Task statement:
Return, word for word, the line containing "Point out the bare" and every line after it through the last line of the records below.
***** Material provided *****
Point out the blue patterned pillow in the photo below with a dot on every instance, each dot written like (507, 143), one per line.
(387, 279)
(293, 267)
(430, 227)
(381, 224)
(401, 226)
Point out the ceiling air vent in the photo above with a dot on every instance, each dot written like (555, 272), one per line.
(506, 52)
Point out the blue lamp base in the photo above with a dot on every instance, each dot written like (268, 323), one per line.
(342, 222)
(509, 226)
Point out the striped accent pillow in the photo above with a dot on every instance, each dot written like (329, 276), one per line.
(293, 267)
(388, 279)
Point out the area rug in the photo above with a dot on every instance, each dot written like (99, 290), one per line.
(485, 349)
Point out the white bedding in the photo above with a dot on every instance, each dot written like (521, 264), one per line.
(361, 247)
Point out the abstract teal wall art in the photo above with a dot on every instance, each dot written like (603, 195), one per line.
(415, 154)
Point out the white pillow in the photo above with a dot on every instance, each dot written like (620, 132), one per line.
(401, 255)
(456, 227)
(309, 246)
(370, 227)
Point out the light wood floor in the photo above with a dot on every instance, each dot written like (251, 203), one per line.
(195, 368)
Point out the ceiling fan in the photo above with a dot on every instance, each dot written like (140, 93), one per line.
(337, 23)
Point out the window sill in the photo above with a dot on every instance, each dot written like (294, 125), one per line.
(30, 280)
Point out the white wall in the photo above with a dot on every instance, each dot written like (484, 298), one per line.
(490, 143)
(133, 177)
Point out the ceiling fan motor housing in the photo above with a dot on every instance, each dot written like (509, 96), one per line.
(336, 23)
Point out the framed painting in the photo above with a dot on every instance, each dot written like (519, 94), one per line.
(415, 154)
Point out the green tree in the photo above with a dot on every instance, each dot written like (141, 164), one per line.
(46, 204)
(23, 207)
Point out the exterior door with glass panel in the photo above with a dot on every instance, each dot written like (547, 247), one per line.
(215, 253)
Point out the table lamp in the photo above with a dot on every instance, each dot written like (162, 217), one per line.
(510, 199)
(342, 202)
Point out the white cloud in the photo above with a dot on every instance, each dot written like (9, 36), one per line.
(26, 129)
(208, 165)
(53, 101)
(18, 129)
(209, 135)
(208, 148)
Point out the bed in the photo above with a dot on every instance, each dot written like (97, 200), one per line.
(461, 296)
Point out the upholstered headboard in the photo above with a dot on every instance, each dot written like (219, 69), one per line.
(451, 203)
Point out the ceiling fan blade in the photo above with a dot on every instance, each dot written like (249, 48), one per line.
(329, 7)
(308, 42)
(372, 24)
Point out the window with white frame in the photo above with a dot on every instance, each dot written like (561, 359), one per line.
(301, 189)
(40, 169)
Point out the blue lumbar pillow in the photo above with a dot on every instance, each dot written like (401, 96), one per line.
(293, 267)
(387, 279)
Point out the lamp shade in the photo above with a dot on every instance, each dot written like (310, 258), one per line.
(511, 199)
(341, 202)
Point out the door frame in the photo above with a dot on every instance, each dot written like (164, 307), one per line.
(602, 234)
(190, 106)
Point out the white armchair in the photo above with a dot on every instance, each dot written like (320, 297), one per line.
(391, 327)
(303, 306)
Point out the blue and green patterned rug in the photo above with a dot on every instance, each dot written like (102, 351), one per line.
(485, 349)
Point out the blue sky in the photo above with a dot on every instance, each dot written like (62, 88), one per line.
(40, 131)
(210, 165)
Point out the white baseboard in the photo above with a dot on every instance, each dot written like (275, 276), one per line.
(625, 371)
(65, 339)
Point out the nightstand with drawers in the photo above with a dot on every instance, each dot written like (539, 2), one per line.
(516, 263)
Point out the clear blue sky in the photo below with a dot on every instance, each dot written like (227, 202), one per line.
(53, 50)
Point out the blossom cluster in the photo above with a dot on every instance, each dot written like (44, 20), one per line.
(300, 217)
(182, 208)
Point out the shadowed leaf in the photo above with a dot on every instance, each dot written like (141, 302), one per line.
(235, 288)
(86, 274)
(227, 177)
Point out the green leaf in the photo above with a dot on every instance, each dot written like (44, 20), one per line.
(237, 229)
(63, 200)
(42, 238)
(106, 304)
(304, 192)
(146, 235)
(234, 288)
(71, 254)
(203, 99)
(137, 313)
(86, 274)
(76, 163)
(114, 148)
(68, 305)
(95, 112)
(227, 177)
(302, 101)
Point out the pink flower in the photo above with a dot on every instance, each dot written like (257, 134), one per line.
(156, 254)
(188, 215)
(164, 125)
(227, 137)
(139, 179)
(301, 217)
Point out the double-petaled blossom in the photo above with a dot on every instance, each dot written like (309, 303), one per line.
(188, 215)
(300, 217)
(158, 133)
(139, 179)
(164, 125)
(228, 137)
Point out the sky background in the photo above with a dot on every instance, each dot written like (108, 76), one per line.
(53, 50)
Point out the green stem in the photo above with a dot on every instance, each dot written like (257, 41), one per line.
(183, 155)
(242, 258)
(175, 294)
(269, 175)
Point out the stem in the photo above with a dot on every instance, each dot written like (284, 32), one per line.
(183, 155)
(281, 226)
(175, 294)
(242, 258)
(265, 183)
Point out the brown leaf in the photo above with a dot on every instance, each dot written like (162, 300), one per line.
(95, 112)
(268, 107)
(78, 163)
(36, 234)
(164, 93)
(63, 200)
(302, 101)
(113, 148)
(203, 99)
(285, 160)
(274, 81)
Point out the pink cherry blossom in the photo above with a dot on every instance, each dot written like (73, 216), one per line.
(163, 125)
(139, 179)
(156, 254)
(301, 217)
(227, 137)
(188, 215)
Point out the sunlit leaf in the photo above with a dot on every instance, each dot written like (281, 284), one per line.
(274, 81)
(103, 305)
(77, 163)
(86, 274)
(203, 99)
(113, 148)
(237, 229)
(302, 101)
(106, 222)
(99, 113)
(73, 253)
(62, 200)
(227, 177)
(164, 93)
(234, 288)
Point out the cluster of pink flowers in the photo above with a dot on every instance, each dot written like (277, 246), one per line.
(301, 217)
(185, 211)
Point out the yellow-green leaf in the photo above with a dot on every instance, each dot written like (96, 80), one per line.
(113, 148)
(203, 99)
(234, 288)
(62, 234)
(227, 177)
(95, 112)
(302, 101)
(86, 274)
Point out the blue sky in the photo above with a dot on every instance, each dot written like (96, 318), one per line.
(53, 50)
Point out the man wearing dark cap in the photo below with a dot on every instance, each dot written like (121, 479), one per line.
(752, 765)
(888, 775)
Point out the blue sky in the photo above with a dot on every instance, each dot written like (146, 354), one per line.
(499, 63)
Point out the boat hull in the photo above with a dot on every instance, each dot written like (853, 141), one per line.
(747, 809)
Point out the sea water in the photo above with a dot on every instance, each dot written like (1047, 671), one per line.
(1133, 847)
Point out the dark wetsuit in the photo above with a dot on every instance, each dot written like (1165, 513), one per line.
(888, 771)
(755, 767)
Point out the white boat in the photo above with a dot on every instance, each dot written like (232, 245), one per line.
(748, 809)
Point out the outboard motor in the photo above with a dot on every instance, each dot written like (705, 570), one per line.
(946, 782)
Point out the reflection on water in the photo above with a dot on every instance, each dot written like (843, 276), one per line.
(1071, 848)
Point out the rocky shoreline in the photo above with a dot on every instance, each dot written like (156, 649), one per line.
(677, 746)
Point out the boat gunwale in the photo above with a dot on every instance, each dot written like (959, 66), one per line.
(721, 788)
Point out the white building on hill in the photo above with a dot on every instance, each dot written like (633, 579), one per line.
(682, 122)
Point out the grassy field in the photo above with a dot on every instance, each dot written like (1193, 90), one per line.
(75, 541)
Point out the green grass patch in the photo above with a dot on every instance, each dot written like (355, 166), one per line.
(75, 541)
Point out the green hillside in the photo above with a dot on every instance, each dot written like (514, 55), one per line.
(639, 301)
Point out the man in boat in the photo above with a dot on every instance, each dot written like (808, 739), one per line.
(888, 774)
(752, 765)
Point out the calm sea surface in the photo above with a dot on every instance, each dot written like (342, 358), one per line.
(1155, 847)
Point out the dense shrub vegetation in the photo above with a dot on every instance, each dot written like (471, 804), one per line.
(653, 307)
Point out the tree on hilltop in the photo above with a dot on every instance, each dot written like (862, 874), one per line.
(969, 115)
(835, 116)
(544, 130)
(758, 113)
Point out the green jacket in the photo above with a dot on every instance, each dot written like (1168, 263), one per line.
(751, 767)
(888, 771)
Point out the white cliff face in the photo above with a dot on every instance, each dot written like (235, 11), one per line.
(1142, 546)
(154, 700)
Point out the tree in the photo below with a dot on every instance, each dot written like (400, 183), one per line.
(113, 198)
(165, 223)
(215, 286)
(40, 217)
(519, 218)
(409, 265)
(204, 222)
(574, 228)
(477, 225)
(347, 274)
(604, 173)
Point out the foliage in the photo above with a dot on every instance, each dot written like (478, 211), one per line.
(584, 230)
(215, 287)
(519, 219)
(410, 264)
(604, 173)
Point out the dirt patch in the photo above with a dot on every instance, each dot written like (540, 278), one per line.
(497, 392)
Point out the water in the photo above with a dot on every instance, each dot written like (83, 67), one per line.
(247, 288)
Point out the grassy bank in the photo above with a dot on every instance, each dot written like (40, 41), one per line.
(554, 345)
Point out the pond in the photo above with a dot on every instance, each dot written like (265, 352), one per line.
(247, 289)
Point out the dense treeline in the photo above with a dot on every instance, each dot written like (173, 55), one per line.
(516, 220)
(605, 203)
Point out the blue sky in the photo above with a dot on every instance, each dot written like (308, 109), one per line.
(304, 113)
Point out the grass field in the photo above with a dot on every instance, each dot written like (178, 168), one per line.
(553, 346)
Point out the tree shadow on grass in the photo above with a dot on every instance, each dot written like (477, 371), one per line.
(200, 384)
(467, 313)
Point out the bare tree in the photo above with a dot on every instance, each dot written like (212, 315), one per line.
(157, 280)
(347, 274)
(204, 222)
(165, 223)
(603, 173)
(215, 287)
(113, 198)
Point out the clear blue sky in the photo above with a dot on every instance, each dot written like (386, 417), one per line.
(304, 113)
*****
Written answer:
Point out the bare tree in the photo above with a dot on every instance, each dot written like (212, 315), one per line.
(157, 280)
(347, 274)
(204, 222)
(165, 223)
(603, 173)
(215, 287)
(113, 198)
Point out the clear blue sky in the photo above with a dot on every instance, each dot written like (386, 417), one per line.
(304, 113)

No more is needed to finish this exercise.